■ Passage provided
>> START
6. Claims against members of a force or civilian component arising out of tortious acts or omissions in the receiving State not done in the performance of official duty shall be dealt with in the following manner:
(a) The authorities of the receiving State shall consider the claim and assess compensation to the claimant in a fair and just manner, taking into account all the circumstances of the case, including the conduct of the injured person, and shall prepare a report on the matter.
(b) The report shall be delivered to the authorities of the sending State, who shall then decide without delay whether they will offer an ex gratia payment, and if so, of what amount.
(c) If an offer of ex gratia payment is made, and accepted by the claimant in full satisfaction of his claim, the authorities of the sending State shall make the payment themselves and inform the authorities of the receiving State of their decision and of the sum paid.
(d) Nothing in this paragraph shall affect the jurisdiction of the courts of the receiving State to entertain an action against a member of a force or of a civilian component unless and until there has been payment in full satisfaction of the claim.
7. Claims arising out of the unauthorized use of any vehicle of the armed services of a sending State shall be dealt with in accordance with paragraph 6 of this Article, except in so far as the force or civilian component is legally responsible.
>> END
■ Material provided
>> START
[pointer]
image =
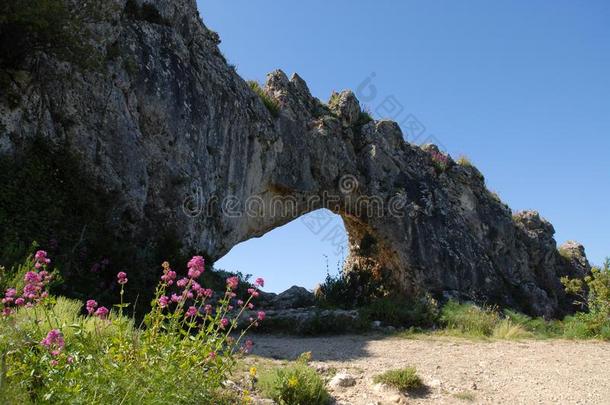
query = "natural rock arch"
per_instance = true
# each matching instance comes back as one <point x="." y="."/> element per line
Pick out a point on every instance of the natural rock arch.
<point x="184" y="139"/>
>> END
■ Aim
Please translate this sentence from the passage on claims against members of a force into French: "The report shall be delivered to the authorities of the sending State, who shall then decide without delay whether they will offer an ex gratia payment, and if so, of what amount." The data has no role here.

■ Correct output
Le rapport sera remis aux autorités de l'État d'origine, qui décideront alors sans délai si elles offriront un paiement à titre gracieux et, dans l'affirmative, de quel montant.